▶ _Supplied records_
▼▼▼

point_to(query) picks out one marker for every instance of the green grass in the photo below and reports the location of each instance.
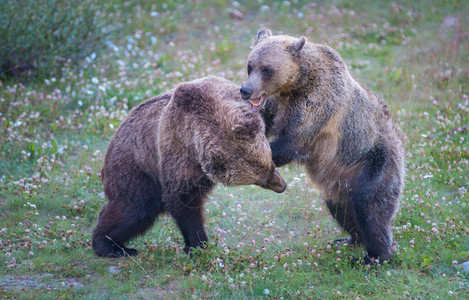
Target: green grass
(55, 131)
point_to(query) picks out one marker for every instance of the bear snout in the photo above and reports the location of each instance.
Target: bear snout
(245, 92)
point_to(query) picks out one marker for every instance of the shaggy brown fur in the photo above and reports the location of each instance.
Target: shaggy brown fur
(343, 134)
(169, 153)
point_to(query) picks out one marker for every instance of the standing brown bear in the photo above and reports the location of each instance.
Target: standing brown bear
(167, 156)
(321, 117)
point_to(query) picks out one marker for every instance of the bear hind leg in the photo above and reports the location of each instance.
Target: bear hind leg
(343, 212)
(122, 219)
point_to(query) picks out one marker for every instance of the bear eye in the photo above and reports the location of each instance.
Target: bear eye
(266, 71)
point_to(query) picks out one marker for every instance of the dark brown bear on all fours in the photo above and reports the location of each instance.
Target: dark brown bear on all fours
(167, 156)
(321, 117)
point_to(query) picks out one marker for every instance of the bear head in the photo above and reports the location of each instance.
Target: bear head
(242, 155)
(229, 138)
(273, 67)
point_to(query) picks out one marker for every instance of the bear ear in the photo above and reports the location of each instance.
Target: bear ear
(262, 34)
(295, 47)
(245, 131)
(188, 96)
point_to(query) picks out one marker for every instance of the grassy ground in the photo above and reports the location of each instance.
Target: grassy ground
(54, 134)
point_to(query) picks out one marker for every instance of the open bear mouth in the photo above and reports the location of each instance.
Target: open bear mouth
(256, 104)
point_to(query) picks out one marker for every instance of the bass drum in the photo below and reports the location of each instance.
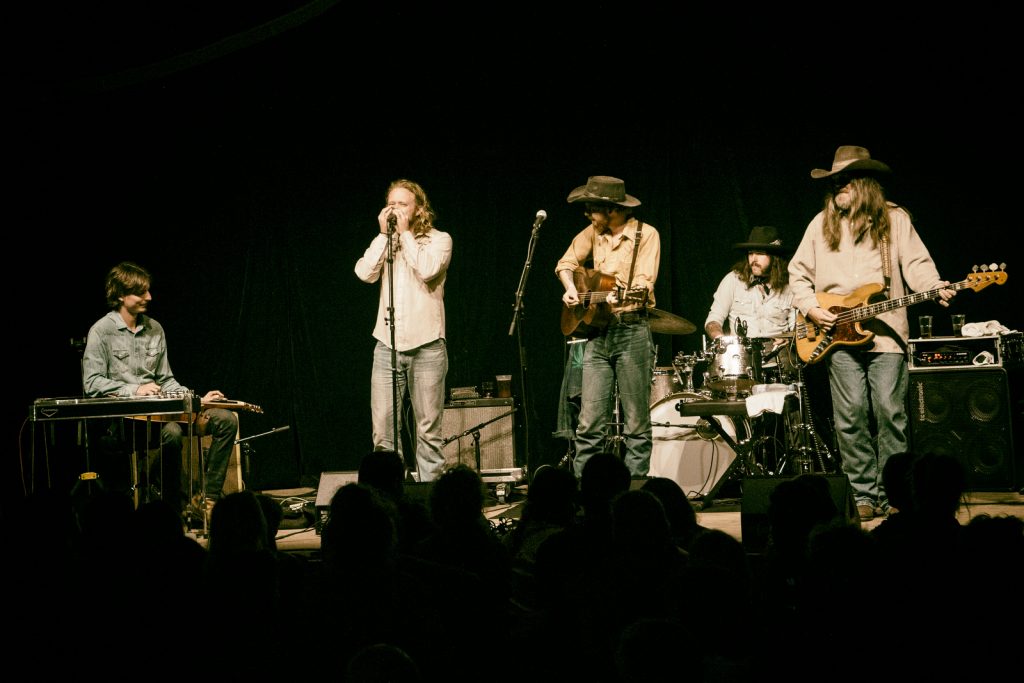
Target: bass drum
(688, 451)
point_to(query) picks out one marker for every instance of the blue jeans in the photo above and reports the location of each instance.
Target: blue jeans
(623, 353)
(866, 385)
(222, 426)
(421, 373)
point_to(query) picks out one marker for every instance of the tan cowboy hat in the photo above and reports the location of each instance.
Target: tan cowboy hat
(603, 189)
(764, 238)
(850, 159)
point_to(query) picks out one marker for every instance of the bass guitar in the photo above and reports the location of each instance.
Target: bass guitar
(813, 343)
(593, 312)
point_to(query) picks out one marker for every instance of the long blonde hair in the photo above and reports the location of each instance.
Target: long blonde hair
(423, 220)
(868, 215)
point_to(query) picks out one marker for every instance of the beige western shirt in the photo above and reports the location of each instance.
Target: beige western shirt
(612, 255)
(815, 268)
(420, 265)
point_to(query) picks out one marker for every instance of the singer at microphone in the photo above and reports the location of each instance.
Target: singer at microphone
(541, 217)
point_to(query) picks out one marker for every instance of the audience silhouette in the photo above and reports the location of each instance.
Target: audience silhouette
(602, 580)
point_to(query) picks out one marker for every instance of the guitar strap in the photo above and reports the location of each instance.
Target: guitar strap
(886, 263)
(633, 263)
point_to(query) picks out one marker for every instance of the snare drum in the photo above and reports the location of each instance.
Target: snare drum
(665, 382)
(688, 451)
(734, 366)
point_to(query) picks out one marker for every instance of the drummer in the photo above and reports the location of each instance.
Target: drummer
(755, 298)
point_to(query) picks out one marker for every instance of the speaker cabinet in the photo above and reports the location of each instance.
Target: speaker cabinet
(329, 484)
(972, 414)
(493, 420)
(755, 525)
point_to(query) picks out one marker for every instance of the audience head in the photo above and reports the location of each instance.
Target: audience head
(938, 482)
(796, 507)
(679, 510)
(238, 525)
(384, 470)
(604, 476)
(896, 479)
(457, 497)
(552, 496)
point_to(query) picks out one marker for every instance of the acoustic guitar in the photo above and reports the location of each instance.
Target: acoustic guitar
(813, 343)
(594, 312)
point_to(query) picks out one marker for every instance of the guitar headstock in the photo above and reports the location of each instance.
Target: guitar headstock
(986, 274)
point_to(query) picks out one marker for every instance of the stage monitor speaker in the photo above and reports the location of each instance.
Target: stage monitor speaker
(973, 414)
(494, 420)
(755, 525)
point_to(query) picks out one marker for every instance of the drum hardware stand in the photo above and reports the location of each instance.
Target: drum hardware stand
(614, 439)
(810, 453)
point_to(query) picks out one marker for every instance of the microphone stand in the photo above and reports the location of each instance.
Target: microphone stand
(395, 435)
(517, 329)
(475, 431)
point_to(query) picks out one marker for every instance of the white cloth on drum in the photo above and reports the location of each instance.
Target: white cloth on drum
(770, 398)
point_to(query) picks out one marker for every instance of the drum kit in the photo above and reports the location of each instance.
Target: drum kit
(732, 369)
(700, 456)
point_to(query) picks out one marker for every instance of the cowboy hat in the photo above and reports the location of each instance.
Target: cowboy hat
(850, 159)
(764, 238)
(603, 189)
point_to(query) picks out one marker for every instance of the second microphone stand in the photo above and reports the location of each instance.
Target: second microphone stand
(517, 329)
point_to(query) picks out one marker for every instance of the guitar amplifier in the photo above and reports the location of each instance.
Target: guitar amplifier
(488, 424)
(946, 352)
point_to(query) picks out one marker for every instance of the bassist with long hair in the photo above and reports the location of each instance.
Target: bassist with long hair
(859, 238)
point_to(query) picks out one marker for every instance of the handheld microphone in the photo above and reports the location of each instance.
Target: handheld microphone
(542, 215)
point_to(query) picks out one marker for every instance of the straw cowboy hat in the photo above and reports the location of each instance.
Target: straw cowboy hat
(603, 189)
(852, 160)
(764, 238)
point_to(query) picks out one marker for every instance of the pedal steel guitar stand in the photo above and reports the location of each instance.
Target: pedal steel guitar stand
(743, 463)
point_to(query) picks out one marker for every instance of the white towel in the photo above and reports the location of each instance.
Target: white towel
(770, 400)
(983, 329)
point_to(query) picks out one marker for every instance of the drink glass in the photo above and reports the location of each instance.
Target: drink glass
(925, 323)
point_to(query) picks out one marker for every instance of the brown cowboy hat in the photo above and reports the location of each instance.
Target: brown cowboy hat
(852, 160)
(764, 238)
(603, 189)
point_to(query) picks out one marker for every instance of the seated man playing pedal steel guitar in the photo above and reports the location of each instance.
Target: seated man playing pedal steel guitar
(126, 355)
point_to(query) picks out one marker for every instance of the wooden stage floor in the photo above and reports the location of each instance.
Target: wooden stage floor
(725, 513)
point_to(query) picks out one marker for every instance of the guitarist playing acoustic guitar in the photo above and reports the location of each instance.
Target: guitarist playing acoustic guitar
(611, 301)
(862, 252)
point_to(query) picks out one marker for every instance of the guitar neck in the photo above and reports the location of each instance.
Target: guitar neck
(870, 310)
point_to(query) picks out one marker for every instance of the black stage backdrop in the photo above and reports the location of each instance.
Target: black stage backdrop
(245, 168)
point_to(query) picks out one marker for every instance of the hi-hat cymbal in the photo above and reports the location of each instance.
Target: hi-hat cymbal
(662, 322)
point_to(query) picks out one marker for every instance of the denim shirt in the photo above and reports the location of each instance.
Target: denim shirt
(118, 360)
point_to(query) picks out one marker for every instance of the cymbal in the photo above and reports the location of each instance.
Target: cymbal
(662, 322)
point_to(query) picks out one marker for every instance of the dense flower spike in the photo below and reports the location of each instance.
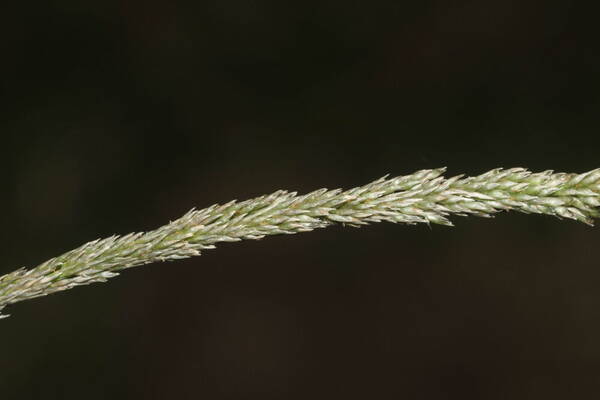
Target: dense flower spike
(424, 196)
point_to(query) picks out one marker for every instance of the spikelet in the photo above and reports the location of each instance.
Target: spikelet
(422, 197)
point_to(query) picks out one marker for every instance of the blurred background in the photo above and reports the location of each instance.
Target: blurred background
(117, 116)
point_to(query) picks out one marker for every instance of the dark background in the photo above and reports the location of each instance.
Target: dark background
(119, 116)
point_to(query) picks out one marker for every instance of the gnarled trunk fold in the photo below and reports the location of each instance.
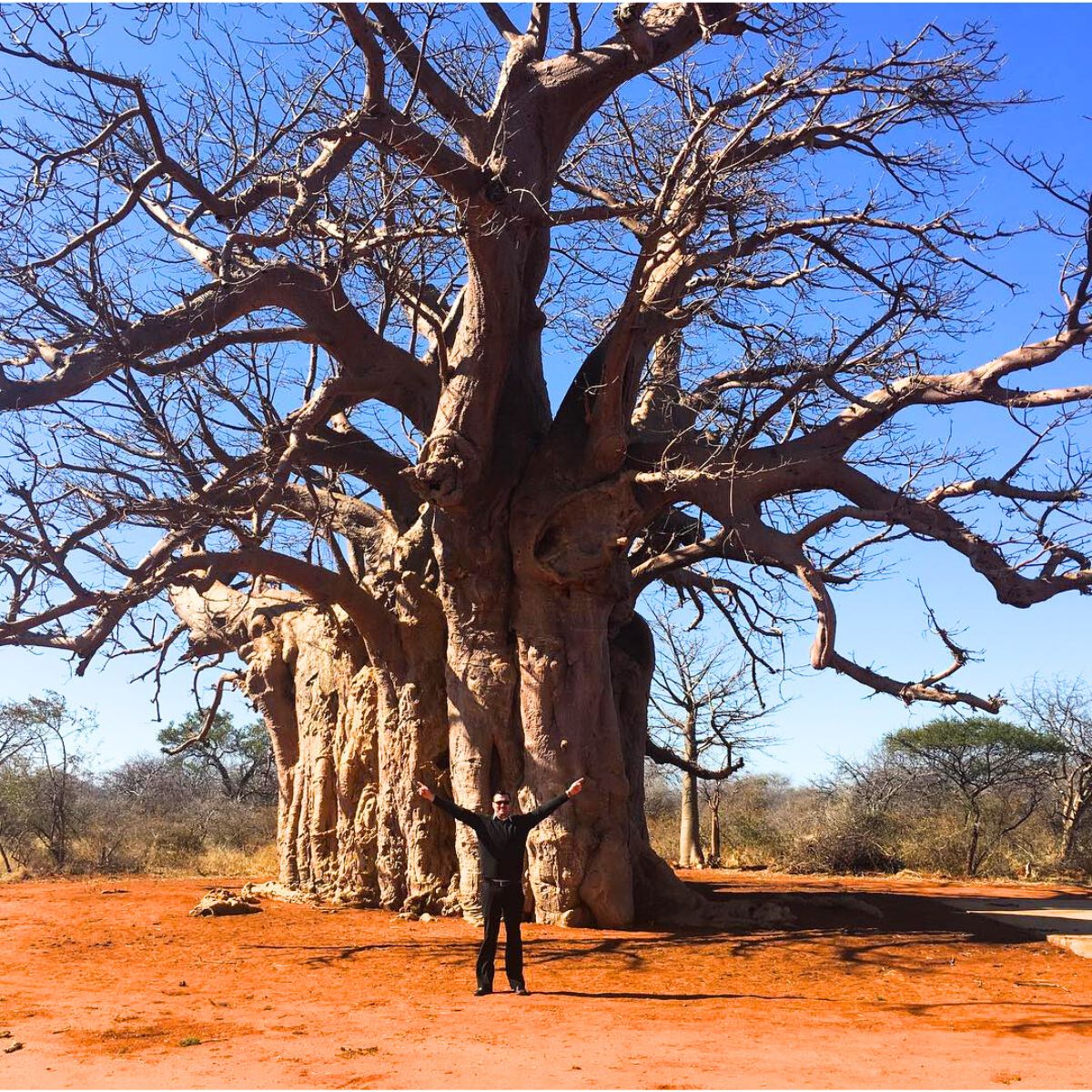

▲▲▲

Locate every line in the records above that contains the word "background" and copy each one out. Case counts.

▶ _Answer_
point_to(query) picks out one marker for every instance of the blurred background in the photo above and reports the location of each instance.
Target: blurred background
point_to(query) picks out one marker for every instance of the dark background in the photo above and reports the location of each instance.
Target: dark background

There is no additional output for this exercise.